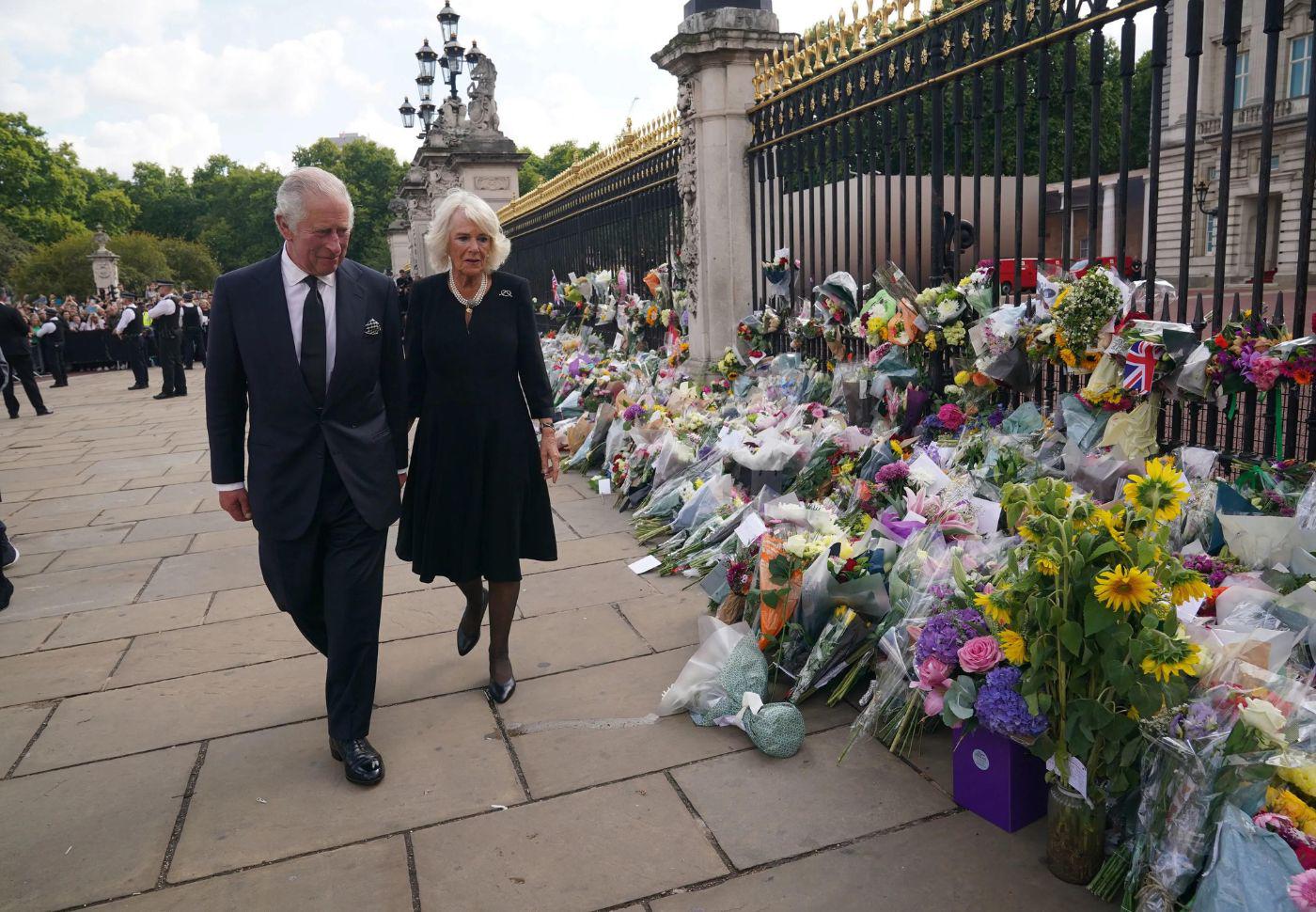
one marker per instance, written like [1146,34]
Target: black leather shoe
[463,642]
[361,763]
[502,692]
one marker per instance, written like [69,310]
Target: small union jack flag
[1140,366]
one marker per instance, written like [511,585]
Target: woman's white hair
[480,214]
[302,183]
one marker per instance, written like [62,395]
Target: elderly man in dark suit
[311,344]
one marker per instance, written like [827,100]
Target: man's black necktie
[313,353]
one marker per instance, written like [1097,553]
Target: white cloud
[173,140]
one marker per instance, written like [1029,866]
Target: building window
[1299,66]
[1241,68]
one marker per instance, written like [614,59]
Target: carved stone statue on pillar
[483,109]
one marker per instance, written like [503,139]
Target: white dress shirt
[296,292]
[128,315]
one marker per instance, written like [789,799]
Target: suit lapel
[349,322]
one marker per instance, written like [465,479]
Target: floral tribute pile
[1135,619]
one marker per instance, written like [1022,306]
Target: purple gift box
[997,779]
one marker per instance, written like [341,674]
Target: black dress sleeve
[416,372]
[529,357]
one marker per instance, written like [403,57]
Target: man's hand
[236,504]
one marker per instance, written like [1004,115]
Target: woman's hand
[549,457]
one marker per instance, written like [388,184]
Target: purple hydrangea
[945,633]
[1000,708]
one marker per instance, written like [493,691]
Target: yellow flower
[1164,668]
[1124,590]
[1012,645]
[1188,587]
[1280,800]
[1162,490]
[990,609]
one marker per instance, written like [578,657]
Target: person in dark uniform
[168,339]
[13,344]
[131,331]
[193,322]
[52,336]
[477,500]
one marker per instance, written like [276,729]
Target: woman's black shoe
[502,692]
[463,642]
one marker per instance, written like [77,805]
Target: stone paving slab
[210,648]
[359,878]
[563,590]
[128,621]
[59,672]
[17,725]
[579,852]
[104,557]
[438,764]
[164,714]
[838,803]
[944,863]
[88,833]
[232,605]
[25,636]
[79,590]
[428,666]
[210,572]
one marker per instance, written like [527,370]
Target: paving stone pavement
[162,727]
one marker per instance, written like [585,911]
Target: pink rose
[979,654]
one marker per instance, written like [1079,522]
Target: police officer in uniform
[52,336]
[194,348]
[131,331]
[13,344]
[168,341]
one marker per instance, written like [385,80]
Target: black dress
[476,499]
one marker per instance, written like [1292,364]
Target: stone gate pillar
[713,58]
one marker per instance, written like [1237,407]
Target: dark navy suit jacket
[252,368]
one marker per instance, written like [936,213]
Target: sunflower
[1124,589]
[1162,490]
[1180,658]
[1190,586]
[991,611]
[1012,645]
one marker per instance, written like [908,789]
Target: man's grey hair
[303,183]
[480,214]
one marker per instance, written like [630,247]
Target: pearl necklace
[469,303]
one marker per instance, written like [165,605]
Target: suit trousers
[194,348]
[332,582]
[171,364]
[137,359]
[20,369]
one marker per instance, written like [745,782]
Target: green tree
[371,174]
[112,210]
[559,157]
[190,262]
[13,250]
[41,188]
[62,267]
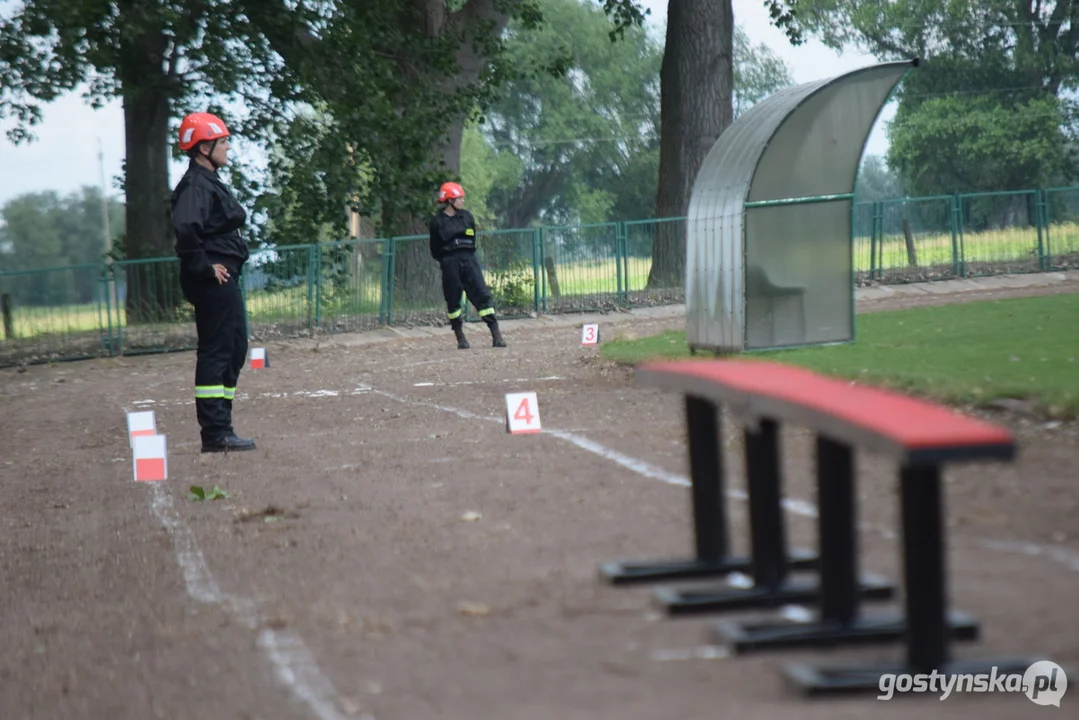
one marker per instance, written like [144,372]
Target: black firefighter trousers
[462,277]
[222,350]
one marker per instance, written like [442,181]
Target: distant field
[965,353]
[575,279]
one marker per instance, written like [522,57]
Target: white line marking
[294,664]
[792,505]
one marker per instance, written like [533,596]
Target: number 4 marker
[522,412]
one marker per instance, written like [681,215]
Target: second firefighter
[453,246]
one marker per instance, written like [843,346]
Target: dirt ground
[391,552]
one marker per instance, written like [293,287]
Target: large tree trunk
[415,274]
[152,293]
[696,87]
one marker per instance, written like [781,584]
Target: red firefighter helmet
[450,191]
[199,127]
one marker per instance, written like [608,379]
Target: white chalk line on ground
[792,505]
[294,665]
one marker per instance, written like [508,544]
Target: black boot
[496,340]
[228,444]
[462,342]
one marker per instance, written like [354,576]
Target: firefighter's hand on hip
[221,273]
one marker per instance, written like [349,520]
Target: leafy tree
[696,106]
[584,146]
[876,181]
[43,230]
[991,106]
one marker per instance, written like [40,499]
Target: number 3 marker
[522,412]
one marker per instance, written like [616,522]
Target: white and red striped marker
[522,413]
[259,358]
[151,463]
[140,424]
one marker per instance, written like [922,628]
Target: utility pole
[112,298]
[105,202]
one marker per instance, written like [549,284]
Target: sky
[66,153]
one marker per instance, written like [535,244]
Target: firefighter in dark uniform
[453,246]
[206,219]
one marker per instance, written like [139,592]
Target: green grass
[965,354]
[577,280]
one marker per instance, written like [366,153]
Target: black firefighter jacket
[207,219]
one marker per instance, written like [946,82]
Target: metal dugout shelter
[769,252]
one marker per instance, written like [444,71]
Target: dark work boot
[462,342]
[496,340]
[228,444]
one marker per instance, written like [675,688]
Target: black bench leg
[769,562]
[709,511]
[840,587]
[928,626]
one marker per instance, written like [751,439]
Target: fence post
[1041,217]
[391,280]
[535,270]
[958,229]
[876,239]
[9,326]
[619,230]
[317,257]
[543,263]
[954,222]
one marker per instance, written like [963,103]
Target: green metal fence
[968,234]
[134,307]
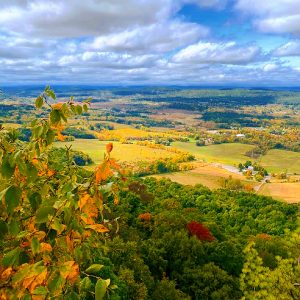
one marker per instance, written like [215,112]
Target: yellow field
[289,192]
[204,174]
[122,152]
[11,125]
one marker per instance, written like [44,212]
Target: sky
[150,42]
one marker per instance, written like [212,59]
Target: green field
[233,154]
[122,152]
[281,160]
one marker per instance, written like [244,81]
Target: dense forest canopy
[72,233]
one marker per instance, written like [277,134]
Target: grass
[289,192]
[204,174]
[231,154]
[122,152]
[281,160]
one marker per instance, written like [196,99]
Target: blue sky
[150,42]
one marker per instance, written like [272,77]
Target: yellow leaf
[83,200]
[38,280]
[98,228]
[6,274]
[45,247]
[109,147]
[70,271]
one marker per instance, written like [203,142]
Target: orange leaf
[6,274]
[38,280]
[70,271]
[83,200]
[109,147]
[99,228]
[45,247]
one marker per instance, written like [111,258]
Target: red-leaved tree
[200,231]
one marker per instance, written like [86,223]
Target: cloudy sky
[150,42]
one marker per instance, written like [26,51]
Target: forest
[68,232]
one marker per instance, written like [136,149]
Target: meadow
[287,191]
[234,153]
[205,174]
[122,152]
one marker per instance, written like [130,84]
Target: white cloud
[217,53]
[270,67]
[219,4]
[77,18]
[280,16]
[158,38]
[291,48]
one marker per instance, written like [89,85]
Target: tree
[259,282]
[51,219]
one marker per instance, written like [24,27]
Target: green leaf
[38,131]
[55,283]
[54,116]
[35,246]
[7,169]
[43,212]
[12,198]
[58,226]
[39,101]
[85,284]
[50,136]
[41,290]
[100,289]
[68,187]
[14,227]
[95,268]
[35,200]
[11,258]
[3,229]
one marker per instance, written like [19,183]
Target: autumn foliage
[51,216]
[200,231]
[145,217]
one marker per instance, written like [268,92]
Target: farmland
[122,152]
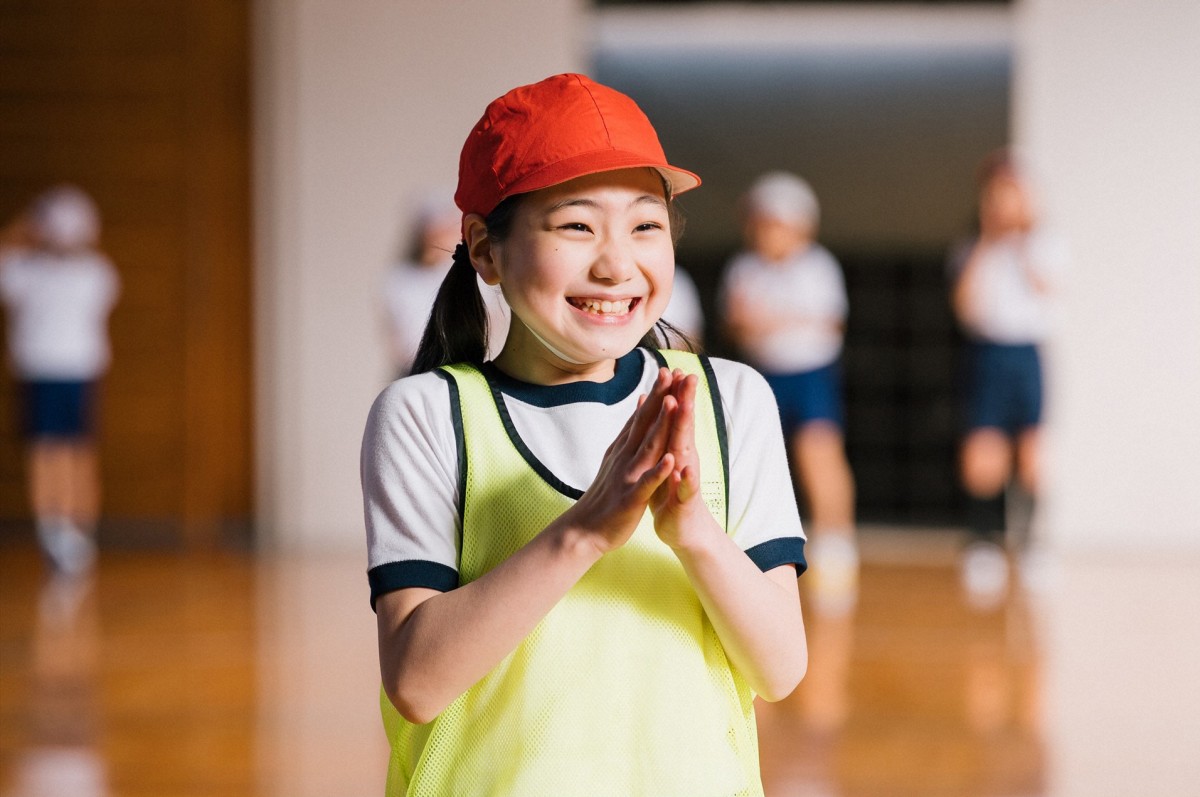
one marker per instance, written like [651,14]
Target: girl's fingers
[654,444]
[653,478]
[688,484]
[648,408]
[683,433]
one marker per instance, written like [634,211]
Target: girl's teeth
[605,306]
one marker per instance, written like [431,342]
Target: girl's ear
[481,250]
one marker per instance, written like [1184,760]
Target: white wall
[360,103]
[358,106]
[1107,102]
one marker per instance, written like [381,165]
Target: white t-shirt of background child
[1006,304]
[58,309]
[807,291]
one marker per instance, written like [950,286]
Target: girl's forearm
[756,615]
[451,640]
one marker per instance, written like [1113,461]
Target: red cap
[549,132]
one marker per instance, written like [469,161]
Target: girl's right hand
[633,468]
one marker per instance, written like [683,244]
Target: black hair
[457,327]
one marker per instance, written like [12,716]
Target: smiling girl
[582,553]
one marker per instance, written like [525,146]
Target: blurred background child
[1001,293]
[784,307]
[58,291]
[413,282]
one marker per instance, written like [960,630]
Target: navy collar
[625,378]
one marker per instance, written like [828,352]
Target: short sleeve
[765,520]
[409,472]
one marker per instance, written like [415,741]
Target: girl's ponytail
[457,327]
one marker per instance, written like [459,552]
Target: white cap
[784,196]
[66,219]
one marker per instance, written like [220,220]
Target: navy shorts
[1003,387]
[61,409]
[808,396]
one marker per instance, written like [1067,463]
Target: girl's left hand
[681,515]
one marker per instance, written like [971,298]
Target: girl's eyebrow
[583,202]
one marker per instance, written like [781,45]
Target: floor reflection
[61,754]
[228,675]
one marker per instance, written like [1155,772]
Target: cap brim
[579,166]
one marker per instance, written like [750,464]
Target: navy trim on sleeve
[413,573]
[460,443]
[784,550]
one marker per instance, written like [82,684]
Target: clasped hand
[652,463]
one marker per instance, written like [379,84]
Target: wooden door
[144,105]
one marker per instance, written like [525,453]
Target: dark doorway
[889,137]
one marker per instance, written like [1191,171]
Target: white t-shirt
[58,309]
[1006,305]
[807,292]
[409,465]
[408,294]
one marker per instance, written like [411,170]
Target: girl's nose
[615,262]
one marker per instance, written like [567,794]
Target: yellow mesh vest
[622,690]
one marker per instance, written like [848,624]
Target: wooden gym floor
[232,675]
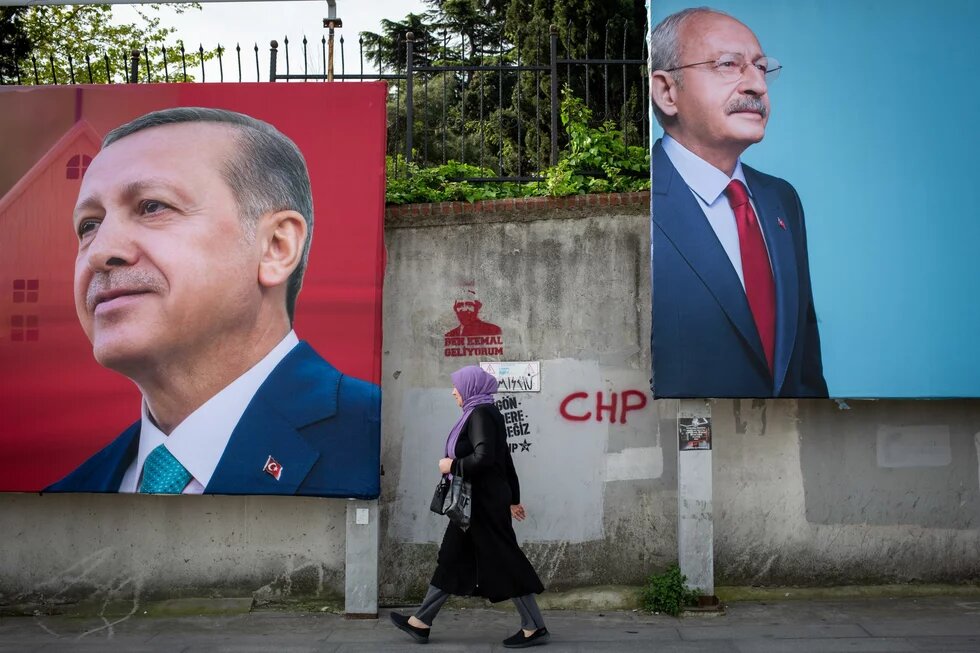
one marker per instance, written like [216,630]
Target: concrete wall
[130,549]
[804,492]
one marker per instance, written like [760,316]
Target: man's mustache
[747,104]
[126,281]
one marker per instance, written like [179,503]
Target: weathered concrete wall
[564,289]
[804,492]
[67,548]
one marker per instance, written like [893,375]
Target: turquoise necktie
[163,474]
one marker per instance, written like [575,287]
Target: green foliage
[668,592]
[596,160]
[56,32]
[409,184]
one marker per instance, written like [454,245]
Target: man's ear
[663,92]
[282,236]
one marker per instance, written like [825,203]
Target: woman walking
[485,559]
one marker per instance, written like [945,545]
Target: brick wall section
[518,204]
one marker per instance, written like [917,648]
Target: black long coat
[485,560]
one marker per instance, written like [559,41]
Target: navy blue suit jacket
[705,342]
[323,427]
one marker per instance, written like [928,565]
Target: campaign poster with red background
[58,406]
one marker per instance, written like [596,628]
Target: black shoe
[518,640]
[421,635]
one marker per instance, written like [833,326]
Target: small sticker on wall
[694,433]
[473,336]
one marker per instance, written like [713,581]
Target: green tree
[83,42]
[14,41]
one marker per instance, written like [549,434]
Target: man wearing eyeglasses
[733,311]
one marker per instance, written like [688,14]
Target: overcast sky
[249,23]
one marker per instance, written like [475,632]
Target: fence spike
[183,59]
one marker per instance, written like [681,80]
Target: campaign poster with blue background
[874,123]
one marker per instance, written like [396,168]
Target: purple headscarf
[476,387]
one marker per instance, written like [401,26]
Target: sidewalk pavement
[886,625]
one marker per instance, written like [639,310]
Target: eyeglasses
[732,65]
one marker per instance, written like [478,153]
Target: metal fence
[484,108]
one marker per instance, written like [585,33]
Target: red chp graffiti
[473,336]
[581,406]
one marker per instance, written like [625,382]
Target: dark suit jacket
[705,343]
[321,426]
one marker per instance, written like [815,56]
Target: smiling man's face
[714,112]
[164,265]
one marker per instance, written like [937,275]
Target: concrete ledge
[519,209]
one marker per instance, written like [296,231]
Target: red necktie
[759,286]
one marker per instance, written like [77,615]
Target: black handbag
[454,499]
[439,496]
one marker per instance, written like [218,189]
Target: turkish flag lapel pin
[273,468]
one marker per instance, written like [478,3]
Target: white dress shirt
[708,184]
[199,441]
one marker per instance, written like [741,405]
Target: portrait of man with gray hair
[194,228]
[733,312]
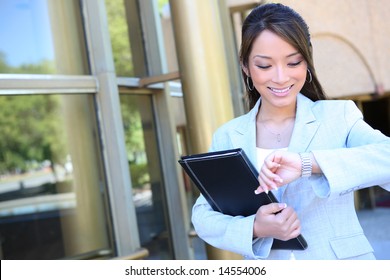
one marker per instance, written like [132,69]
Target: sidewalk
[376,226]
[375,223]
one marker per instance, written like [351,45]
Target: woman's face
[277,69]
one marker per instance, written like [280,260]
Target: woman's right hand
[276,220]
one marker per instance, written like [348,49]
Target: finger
[271,165]
[272,208]
[269,177]
[266,183]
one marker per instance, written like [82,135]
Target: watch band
[306,165]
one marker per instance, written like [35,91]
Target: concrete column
[204,76]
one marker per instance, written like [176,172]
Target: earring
[247,83]
[311,77]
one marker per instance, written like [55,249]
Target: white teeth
[280,90]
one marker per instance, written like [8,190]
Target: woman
[312,153]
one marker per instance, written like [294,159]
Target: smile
[280,91]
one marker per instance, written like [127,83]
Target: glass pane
[120,41]
[146,177]
[51,184]
[41,37]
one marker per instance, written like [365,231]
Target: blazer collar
[305,127]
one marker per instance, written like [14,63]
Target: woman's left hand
[279,168]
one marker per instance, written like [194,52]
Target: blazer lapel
[305,127]
[244,135]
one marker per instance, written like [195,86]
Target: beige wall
[351,43]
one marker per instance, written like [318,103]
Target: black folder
[227,179]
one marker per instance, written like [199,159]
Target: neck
[276,114]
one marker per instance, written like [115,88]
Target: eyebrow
[268,57]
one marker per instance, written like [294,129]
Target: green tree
[31,131]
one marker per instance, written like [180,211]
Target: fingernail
[282,205]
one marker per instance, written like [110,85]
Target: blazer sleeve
[362,163]
[230,233]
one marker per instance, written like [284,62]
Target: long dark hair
[289,25]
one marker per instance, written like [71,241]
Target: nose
[281,75]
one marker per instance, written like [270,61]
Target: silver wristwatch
[306,165]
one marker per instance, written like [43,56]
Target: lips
[280,91]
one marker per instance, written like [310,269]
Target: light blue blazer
[352,156]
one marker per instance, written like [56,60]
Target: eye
[295,63]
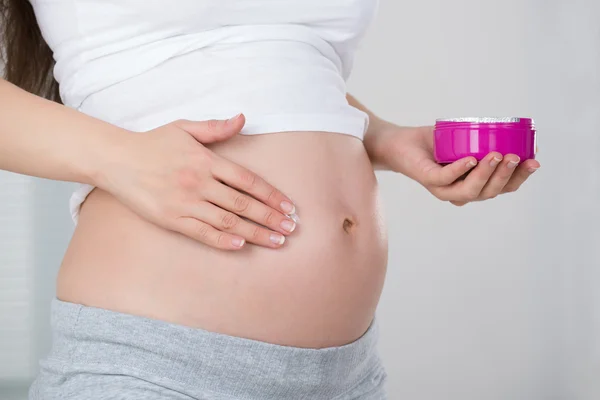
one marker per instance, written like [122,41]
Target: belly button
[348,225]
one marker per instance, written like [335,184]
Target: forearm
[42,138]
[373,137]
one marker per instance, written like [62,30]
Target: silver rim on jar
[485,120]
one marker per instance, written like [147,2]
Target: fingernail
[295,218]
[288,225]
[238,242]
[287,207]
[277,239]
[232,119]
[512,164]
[495,161]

+++

* _WHAT THE TASK ASKS_: Recast the stretch from the line containing "one marker per instance, written like [180,211]" through the end of the rows as a JSON list of strings, one string per line, with blank lines left out. Omit the picture lines from the list.

* _TASK SOLUTION_:
[
  "one marker per instance, written like [180,211]",
  "Target: fingernail",
  "[282,205]",
  "one marker per instance, written like [110,85]",
  "Target: blazer sleeve",
  "[362,163]",
  "[230,233]",
  "one marker per instance, written like [284,62]",
  "Target: long dark hair",
  "[289,25]",
  "one marker per instance, written like [71,241]",
  "Target: nose",
  "[281,75]",
  "one marker per instance, written like [270,61]",
  "Target: silver wristwatch",
  "[306,165]",
  "one marker per instance, written like [43,56]",
  "Target: lips",
  "[280,91]",
  "one marker per instance, written like [310,269]",
  "Target: light blue blazer",
  "[352,156]",
  "one marker per instance, written like [56,60]",
  "Target: eye",
  "[295,63]",
  "one marker per instance, written like [122,41]",
  "Target: belly button",
  "[348,225]",
  "one marker per instance, written like [335,184]",
  "Target: forearm",
  "[42,138]",
  "[373,137]",
  "one marker per instance, written like [62,30]",
  "Target: silver rim on jar",
  "[485,120]",
  "one marker per instance, written like [147,2]",
  "Target: fingernail",
  "[295,218]",
  "[288,225]",
  "[238,242]",
  "[287,207]",
  "[277,239]",
  "[232,119]",
  "[512,164]",
  "[495,161]"
]